The Tortured Wallet

…and the ear-splitting cry.

By Fred Stenson

When it comes to paying taxes and avoiding paying taxes, I have a little concept I call the “too good to be true” rule. When a friend says, “My money man has this slick investment move that makes me great money, tax-free,” my response is not to ask for the man’s name. Instead, I file it in the “too good to be true” bin and go on my humble way.

My subject, of course, is the tax changes introduced by PM Justin Trudeau and Finance Minister Bill Morneau, which have incensed people who incorporated to reduce their taxes. But let me go back first to another time, 2006–2007, when investors were similarly boiling because the Harper government had reversed one of its own tax policies.

In 2007 Finance Minister Jim Flaherty announced a tax (to take effect in 2011) on income trusts. Companies had been converting themselves into income trusts to create an almost tax-free situation. Money men had been urging their clients to buy income-trust-based financial instruments for their registered savings plans. And here came my friend telling me how much money he was making on his now income-trust-heavy RSP. His earnings were indeed dwarfing mine but I didn’t run to my accountant, because my mind was yelling, “Too good to be true!”

It was the sound of a million wallets shrieking—like we heard when Trudeau–Morneau changed the tax advantages of incorporation.

And it was. Though Harper won in 2006 saying he’d never tax income trusts, he did exactly that in 2007. Why? Because he saw that balancing the budget was impossible when billions of potentially taxable dollars were escaping into income trusts. The shine came off these retirement investments immediately. The income-fund sector of the stock market lost 15 per cent of its value in a matter of days after Flaherty’s announcement.

STORED RECORDS:
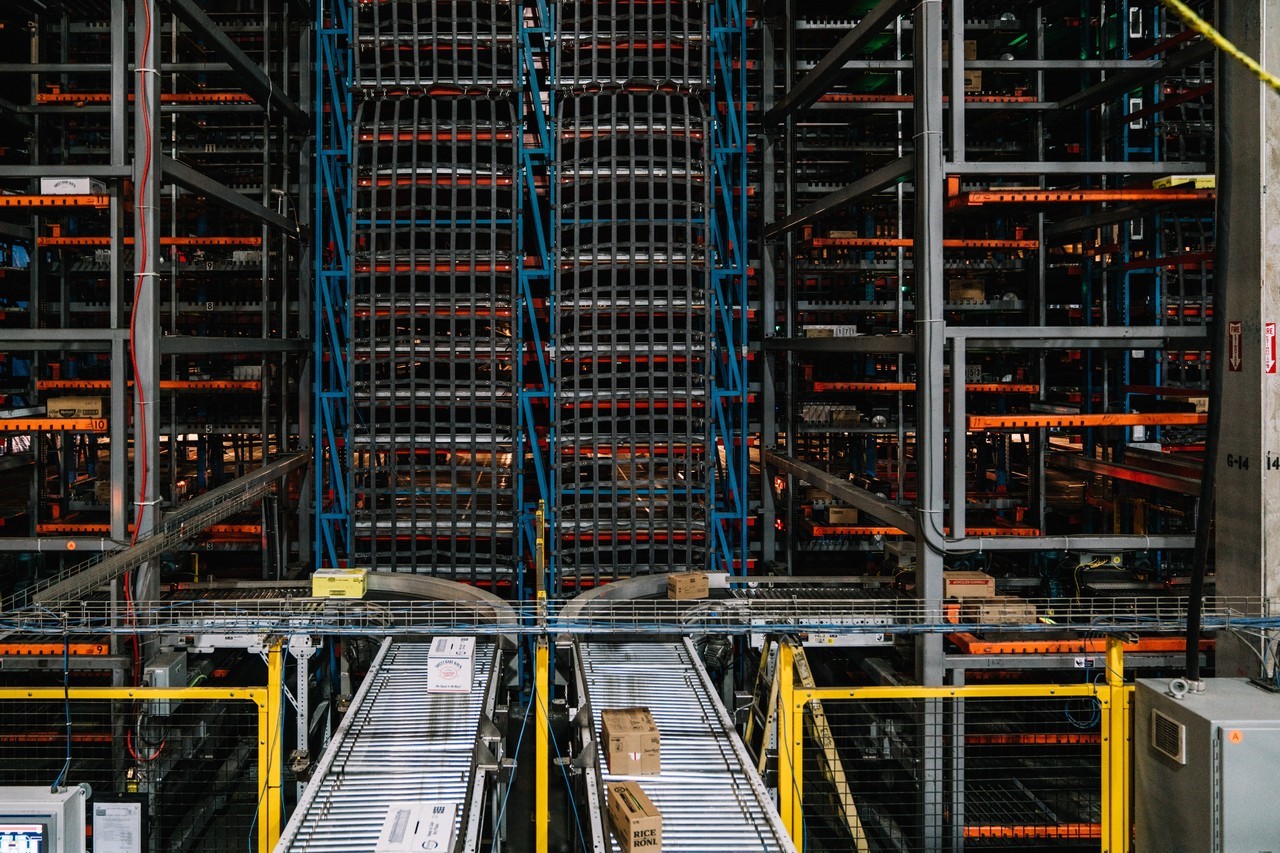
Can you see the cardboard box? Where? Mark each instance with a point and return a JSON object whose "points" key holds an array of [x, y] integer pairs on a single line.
{"points": [[636, 821], [412, 825], [449, 665], [631, 743], [841, 515], [970, 49], [967, 290], [999, 610], [686, 585], [339, 583], [71, 187], [968, 584], [74, 406]]}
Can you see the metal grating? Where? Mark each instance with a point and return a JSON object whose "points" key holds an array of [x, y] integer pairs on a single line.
{"points": [[434, 281], [397, 743], [708, 792]]}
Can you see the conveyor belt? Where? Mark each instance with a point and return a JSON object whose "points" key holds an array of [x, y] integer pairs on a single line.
{"points": [[398, 743], [708, 792]]}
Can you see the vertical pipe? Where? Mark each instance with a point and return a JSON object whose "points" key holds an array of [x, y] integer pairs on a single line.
{"points": [[144, 338], [956, 85], [959, 446], [542, 746]]}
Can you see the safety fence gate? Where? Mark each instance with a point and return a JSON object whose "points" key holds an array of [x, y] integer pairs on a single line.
{"points": [[993, 766]]}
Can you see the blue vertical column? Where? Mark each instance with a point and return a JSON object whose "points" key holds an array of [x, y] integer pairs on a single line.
{"points": [[332, 329], [728, 310], [535, 309]]}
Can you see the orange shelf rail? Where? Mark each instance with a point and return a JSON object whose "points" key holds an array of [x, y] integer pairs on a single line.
{"points": [[167, 97], [972, 644], [165, 384], [1045, 831], [978, 197], [55, 201], [872, 530], [1105, 419], [976, 387], [53, 424], [87, 242], [903, 242]]}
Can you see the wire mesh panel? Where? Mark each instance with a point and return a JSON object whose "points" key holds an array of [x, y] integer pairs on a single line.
{"points": [[433, 288], [192, 763], [631, 414], [1004, 774]]}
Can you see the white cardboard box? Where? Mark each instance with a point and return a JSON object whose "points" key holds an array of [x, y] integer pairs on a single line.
{"points": [[449, 665], [417, 826]]}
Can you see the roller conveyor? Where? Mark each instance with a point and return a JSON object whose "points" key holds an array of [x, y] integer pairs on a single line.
{"points": [[400, 743], [708, 792]]}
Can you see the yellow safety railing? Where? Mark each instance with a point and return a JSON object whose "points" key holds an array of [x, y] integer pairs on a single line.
{"points": [[1115, 705], [270, 711]]}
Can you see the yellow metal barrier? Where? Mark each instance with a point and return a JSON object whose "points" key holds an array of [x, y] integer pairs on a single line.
{"points": [[269, 726], [1114, 699]]}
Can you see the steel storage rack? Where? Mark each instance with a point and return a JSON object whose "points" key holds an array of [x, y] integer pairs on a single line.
{"points": [[434, 281]]}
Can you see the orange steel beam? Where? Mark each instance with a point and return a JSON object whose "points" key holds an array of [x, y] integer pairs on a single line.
{"points": [[168, 97], [53, 424], [77, 242], [55, 201], [165, 384], [1077, 196], [903, 242], [48, 649], [868, 530], [977, 387], [972, 644], [1105, 419]]}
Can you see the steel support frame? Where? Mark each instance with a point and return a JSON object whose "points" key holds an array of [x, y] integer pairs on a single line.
{"points": [[727, 311], [534, 459], [332, 281]]}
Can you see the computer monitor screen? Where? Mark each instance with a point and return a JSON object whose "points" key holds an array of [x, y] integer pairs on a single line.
{"points": [[18, 836]]}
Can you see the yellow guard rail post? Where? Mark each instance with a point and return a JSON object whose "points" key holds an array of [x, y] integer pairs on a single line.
{"points": [[270, 726]]}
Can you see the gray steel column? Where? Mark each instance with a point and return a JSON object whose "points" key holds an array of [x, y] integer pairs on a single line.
{"points": [[929, 333], [145, 324], [1248, 261], [929, 437]]}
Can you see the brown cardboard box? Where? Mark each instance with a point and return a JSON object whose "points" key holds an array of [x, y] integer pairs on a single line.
{"points": [[74, 406], [970, 49], [842, 515], [967, 290], [631, 742], [999, 610], [968, 584], [686, 585], [636, 821]]}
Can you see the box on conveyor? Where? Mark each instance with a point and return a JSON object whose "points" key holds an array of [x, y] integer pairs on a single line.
{"points": [[636, 821], [631, 743]]}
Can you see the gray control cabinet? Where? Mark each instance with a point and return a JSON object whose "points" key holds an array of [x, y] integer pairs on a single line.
{"points": [[1206, 769]]}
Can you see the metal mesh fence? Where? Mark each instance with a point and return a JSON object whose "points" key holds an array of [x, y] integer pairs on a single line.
{"points": [[192, 763], [900, 776]]}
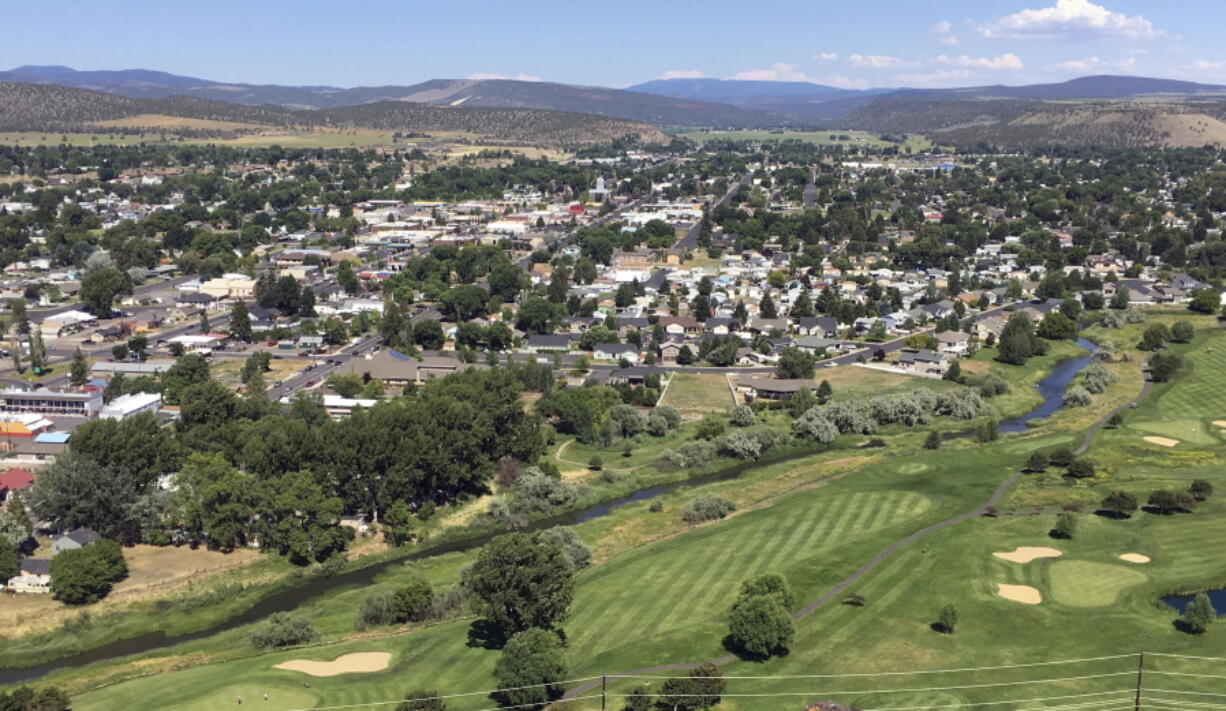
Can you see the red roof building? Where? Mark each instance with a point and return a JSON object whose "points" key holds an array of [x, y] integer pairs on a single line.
{"points": [[15, 481]]}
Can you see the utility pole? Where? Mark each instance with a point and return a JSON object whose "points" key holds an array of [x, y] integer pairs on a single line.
{"points": [[1140, 671]]}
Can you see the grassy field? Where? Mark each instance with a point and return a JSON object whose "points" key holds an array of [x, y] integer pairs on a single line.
{"points": [[152, 573], [856, 139], [696, 394], [1021, 397], [658, 590], [161, 130], [657, 602], [228, 370], [850, 381]]}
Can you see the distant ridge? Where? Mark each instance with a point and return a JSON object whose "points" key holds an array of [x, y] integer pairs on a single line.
{"points": [[677, 102], [49, 108]]}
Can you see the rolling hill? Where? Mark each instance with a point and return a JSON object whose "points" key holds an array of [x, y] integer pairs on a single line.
{"points": [[1010, 123], [741, 92], [1149, 110], [28, 107], [489, 93]]}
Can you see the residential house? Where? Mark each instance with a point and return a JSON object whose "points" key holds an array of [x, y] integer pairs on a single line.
{"points": [[548, 343], [768, 325], [925, 362], [954, 342], [721, 325], [36, 576], [771, 387], [74, 539], [681, 325], [826, 326], [14, 481], [616, 352], [668, 353], [817, 343]]}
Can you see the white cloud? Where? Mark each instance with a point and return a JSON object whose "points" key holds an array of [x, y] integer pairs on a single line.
{"points": [[1204, 65], [682, 74], [1095, 64], [875, 61], [481, 75], [777, 71], [939, 77], [1086, 64], [944, 32], [837, 80], [1007, 60], [1069, 20]]}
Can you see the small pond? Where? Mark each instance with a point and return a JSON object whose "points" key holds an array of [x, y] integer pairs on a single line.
{"points": [[1180, 602], [1052, 389]]}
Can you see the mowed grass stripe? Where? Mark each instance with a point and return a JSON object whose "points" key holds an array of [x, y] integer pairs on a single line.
{"points": [[753, 558], [678, 589], [801, 536]]}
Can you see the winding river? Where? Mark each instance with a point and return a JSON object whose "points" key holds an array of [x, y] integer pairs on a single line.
{"points": [[1051, 387], [313, 587]]}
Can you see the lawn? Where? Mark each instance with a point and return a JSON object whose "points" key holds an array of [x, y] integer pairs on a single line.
{"points": [[1187, 408], [650, 602], [658, 590], [915, 142], [228, 370], [696, 394], [850, 381], [1021, 397]]}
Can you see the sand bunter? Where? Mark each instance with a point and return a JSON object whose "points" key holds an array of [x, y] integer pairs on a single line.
{"points": [[1023, 593], [1028, 553], [351, 663]]}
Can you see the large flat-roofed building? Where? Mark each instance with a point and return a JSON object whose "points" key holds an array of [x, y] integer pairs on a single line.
{"points": [[131, 405], [52, 402], [129, 368]]}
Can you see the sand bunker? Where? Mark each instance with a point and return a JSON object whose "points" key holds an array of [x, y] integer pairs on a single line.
{"points": [[1023, 593], [1028, 553], [357, 662]]}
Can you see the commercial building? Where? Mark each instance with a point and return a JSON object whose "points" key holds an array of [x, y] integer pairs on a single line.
{"points": [[131, 405], [79, 403]]}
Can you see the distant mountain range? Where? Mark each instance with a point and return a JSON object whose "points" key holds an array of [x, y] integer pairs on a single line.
{"points": [[678, 102], [491, 93], [50, 108]]}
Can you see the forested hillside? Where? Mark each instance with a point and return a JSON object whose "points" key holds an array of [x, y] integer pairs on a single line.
{"points": [[49, 108]]}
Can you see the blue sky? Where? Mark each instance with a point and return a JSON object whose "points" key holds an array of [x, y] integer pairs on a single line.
{"points": [[856, 44]]}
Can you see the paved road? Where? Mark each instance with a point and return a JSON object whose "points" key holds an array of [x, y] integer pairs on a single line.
{"points": [[834, 591], [690, 239], [526, 260], [1146, 385], [810, 189]]}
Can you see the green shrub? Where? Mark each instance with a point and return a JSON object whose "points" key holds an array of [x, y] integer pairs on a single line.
{"points": [[283, 630], [706, 509]]}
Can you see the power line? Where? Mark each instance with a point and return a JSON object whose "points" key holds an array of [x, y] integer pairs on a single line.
{"points": [[1117, 693], [486, 693], [1193, 693], [402, 700], [953, 688], [1186, 657], [895, 673]]}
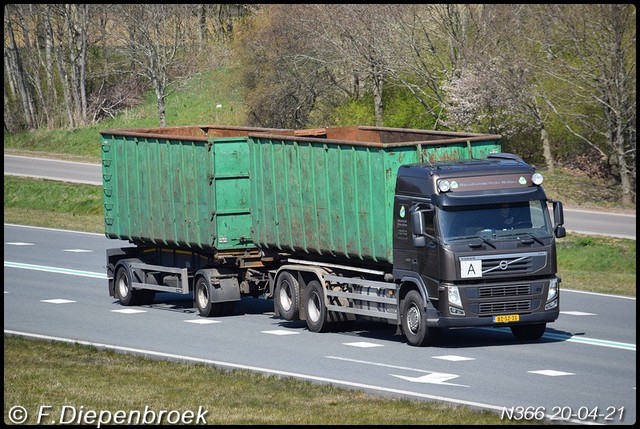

INSTRUCTION:
Translate this sentence from the tax column above into Spanish: "Companies had been converting themselves into income trusts to create an almost tax-free situation."

TASK OUTPUT:
Las empresas se habían estado convirtiendo en fideicomisos de ingresos para crear una situación casi libre de impuestos.